§ PROBLEM TO SOLVE
Reproduce the entire listing word for word.
=== GIVEN DATA ===
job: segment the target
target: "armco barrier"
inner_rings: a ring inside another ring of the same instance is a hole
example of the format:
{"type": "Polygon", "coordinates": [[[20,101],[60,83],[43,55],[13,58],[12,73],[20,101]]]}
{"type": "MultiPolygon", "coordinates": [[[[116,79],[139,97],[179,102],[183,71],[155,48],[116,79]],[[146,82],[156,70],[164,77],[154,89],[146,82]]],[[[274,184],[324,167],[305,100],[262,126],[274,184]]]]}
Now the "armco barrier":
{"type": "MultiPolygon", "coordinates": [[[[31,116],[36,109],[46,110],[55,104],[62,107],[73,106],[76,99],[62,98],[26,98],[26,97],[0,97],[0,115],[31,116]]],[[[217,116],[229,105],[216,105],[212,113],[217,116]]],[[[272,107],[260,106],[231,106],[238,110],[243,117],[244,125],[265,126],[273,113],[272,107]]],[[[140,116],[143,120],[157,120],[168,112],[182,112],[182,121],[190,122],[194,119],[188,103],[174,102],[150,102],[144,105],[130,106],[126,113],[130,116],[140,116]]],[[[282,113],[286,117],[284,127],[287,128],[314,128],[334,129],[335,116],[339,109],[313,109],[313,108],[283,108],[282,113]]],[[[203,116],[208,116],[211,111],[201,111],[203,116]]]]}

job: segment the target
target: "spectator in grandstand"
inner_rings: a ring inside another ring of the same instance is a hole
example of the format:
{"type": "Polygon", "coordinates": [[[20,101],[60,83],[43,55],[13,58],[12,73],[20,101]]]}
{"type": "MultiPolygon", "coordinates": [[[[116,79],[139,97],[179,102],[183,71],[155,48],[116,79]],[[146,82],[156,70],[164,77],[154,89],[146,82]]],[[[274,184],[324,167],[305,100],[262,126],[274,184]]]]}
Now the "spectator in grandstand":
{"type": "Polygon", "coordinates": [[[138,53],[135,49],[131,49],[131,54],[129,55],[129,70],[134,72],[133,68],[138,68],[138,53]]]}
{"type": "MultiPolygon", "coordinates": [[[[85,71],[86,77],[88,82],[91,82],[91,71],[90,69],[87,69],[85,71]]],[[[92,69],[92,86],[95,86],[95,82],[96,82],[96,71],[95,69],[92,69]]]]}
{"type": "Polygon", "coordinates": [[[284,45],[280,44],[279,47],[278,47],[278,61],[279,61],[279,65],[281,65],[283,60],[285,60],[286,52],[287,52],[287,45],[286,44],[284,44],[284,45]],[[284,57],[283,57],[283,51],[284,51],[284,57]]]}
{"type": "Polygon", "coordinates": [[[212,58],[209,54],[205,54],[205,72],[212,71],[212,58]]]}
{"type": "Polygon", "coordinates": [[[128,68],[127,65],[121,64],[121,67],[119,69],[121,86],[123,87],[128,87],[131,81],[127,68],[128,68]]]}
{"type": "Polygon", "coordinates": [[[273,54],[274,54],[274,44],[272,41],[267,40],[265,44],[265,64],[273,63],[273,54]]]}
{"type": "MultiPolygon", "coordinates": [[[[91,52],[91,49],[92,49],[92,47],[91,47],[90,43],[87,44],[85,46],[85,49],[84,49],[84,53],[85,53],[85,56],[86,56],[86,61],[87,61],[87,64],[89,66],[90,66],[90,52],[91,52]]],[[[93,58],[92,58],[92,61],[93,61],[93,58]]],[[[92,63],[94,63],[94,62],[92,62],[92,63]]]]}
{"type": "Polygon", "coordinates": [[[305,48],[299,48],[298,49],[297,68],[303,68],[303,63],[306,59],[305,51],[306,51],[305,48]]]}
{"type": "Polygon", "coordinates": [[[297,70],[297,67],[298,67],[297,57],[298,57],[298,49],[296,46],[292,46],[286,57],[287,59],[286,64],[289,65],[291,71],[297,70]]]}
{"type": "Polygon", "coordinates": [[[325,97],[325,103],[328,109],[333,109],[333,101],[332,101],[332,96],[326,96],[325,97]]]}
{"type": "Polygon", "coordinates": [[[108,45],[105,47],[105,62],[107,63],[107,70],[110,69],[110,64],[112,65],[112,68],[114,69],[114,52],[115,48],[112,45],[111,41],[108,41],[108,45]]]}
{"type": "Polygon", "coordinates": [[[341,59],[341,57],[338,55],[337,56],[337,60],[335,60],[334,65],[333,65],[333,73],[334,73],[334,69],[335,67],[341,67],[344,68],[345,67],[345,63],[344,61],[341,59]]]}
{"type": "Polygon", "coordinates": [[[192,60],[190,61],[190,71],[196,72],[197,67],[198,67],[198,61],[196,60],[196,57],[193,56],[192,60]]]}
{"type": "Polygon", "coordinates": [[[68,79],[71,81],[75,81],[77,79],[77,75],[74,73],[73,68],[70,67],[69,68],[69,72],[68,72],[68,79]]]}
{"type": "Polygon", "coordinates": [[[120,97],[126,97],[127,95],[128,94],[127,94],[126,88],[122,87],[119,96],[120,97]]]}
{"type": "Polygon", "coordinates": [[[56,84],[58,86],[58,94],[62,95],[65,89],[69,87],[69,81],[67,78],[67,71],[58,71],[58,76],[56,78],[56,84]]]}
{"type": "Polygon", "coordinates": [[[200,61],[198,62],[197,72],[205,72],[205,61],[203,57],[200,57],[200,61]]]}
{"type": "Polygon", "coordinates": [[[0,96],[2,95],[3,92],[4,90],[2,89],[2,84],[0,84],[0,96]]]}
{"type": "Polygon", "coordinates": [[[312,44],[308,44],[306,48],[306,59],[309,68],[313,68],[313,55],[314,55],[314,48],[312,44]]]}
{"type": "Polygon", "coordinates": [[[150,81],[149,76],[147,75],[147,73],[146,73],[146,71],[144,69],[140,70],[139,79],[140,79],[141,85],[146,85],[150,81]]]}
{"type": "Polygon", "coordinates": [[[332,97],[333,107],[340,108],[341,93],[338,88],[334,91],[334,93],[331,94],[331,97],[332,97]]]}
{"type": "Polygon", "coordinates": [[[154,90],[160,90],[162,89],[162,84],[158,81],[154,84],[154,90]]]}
===
§ COMPLETED TASK
job: segment the target
target: "armco barrier"
inner_rings: a ring inside another ring of the same instance is a hole
example of the format:
{"type": "Polygon", "coordinates": [[[20,101],[60,83],[43,55],[13,58],[12,73],[20,101]]]}
{"type": "MultiPolygon", "coordinates": [[[[116,79],[139,97],[179,102],[183,71],[155,48],[116,79]],[[146,82],[156,70],[164,77],[154,89],[146,82]]],[[[274,184],[324,167],[305,100],[262,126],[274,184]]]]}
Now the "armco barrier":
{"type": "MultiPolygon", "coordinates": [[[[31,116],[36,109],[46,110],[55,104],[62,107],[73,106],[76,99],[62,98],[26,98],[26,97],[0,97],[0,115],[31,116]]],[[[217,116],[229,105],[216,105],[212,113],[217,116]]],[[[272,107],[260,106],[231,106],[238,110],[243,117],[244,125],[265,126],[273,113],[272,107]]],[[[140,116],[143,120],[157,120],[168,112],[182,112],[182,121],[190,122],[194,119],[188,103],[174,102],[150,102],[144,105],[130,106],[126,113],[130,116],[140,116]]],[[[282,113],[286,117],[284,127],[287,128],[314,128],[334,129],[335,116],[339,109],[313,109],[313,108],[283,108],[282,113]]],[[[203,116],[208,116],[211,111],[201,111],[203,116]]]]}

job: segment the target
target: "spectator in grandstand"
inner_rings: a ring inside another ring of the same instance is a hole
example of the format:
{"type": "Polygon", "coordinates": [[[20,101],[60,83],[43,55],[13,58],[12,73],[20,101]]]}
{"type": "MultiPolygon", "coordinates": [[[[116,79],[139,97],[179,102],[183,71],[155,48],[116,79]],[[146,82],[156,70],[164,77],[154,89],[146,82]]],[[[274,184],[324,167],[305,100],[262,126],[274,184]]]]}
Now the "spectator in grandstand":
{"type": "Polygon", "coordinates": [[[138,53],[135,49],[131,49],[131,54],[129,55],[129,70],[134,72],[133,68],[138,68],[138,53]]]}
{"type": "MultiPolygon", "coordinates": [[[[85,71],[86,77],[88,82],[91,82],[91,71],[90,69],[87,69],[85,71]]],[[[92,69],[92,86],[95,86],[95,82],[96,82],[96,71],[95,69],[92,69]]]]}
{"type": "Polygon", "coordinates": [[[284,45],[280,44],[279,47],[278,47],[278,61],[279,61],[279,65],[281,65],[283,60],[285,60],[286,52],[287,52],[287,45],[286,44],[284,44],[284,45]],[[284,57],[283,57],[283,51],[284,51],[284,57]]]}
{"type": "Polygon", "coordinates": [[[212,58],[209,54],[205,54],[205,72],[212,71],[212,58]]]}
{"type": "Polygon", "coordinates": [[[128,68],[127,65],[121,64],[121,67],[119,69],[121,86],[123,87],[128,87],[131,81],[127,68],[128,68]]]}
{"type": "Polygon", "coordinates": [[[273,54],[274,54],[274,44],[272,41],[267,40],[265,44],[265,64],[273,63],[273,54]]]}
{"type": "MultiPolygon", "coordinates": [[[[91,52],[91,49],[92,49],[92,47],[91,47],[90,43],[87,44],[85,46],[85,49],[84,49],[84,53],[85,53],[85,56],[86,56],[86,61],[87,61],[87,64],[89,66],[90,66],[90,52],[91,52]]],[[[93,58],[92,58],[92,61],[93,61],[93,58]]],[[[92,63],[94,63],[94,62],[92,62],[92,63]]]]}
{"type": "Polygon", "coordinates": [[[305,48],[299,48],[298,49],[297,68],[303,68],[303,63],[306,59],[305,51],[306,51],[305,48]]]}
{"type": "Polygon", "coordinates": [[[297,70],[297,67],[298,67],[297,57],[298,57],[298,49],[296,46],[292,46],[286,57],[287,59],[286,64],[289,65],[291,71],[297,70]]]}
{"type": "Polygon", "coordinates": [[[325,97],[325,103],[328,109],[333,109],[333,101],[332,101],[332,96],[326,96],[325,97]]]}
{"type": "Polygon", "coordinates": [[[108,45],[105,47],[105,62],[107,63],[107,70],[110,69],[110,64],[112,65],[112,68],[114,69],[114,52],[115,48],[112,45],[111,41],[108,41],[108,45]]]}
{"type": "Polygon", "coordinates": [[[341,59],[341,57],[338,55],[337,56],[337,60],[335,60],[334,65],[333,65],[333,73],[334,73],[334,69],[335,67],[341,67],[344,68],[345,67],[345,63],[344,61],[341,59]]]}
{"type": "Polygon", "coordinates": [[[192,60],[190,61],[190,71],[196,72],[197,67],[198,67],[198,61],[196,60],[196,57],[193,56],[192,60]]]}
{"type": "Polygon", "coordinates": [[[68,79],[71,81],[75,81],[77,79],[77,75],[74,73],[73,68],[70,67],[69,68],[69,72],[68,72],[68,79]]]}
{"type": "Polygon", "coordinates": [[[120,97],[126,97],[127,95],[128,94],[127,94],[126,88],[122,87],[119,96],[120,97]]]}
{"type": "Polygon", "coordinates": [[[56,84],[58,86],[58,94],[62,95],[65,89],[69,87],[69,81],[67,78],[67,71],[58,71],[58,76],[56,78],[56,84]]]}
{"type": "Polygon", "coordinates": [[[200,61],[198,62],[197,72],[205,72],[205,61],[203,57],[200,57],[200,61]]]}
{"type": "Polygon", "coordinates": [[[0,96],[2,95],[3,92],[4,90],[2,89],[2,84],[0,84],[0,96]]]}
{"type": "Polygon", "coordinates": [[[312,44],[308,44],[306,48],[306,59],[309,68],[313,68],[313,55],[314,55],[314,48],[312,44]]]}
{"type": "Polygon", "coordinates": [[[150,81],[149,76],[147,75],[147,73],[146,73],[146,71],[144,69],[140,70],[139,79],[140,79],[141,85],[146,85],[150,81]]]}
{"type": "Polygon", "coordinates": [[[332,97],[333,107],[340,108],[341,93],[338,88],[334,91],[334,93],[331,94],[331,97],[332,97]]]}
{"type": "Polygon", "coordinates": [[[154,90],[160,90],[162,89],[162,84],[158,81],[154,84],[154,90]]]}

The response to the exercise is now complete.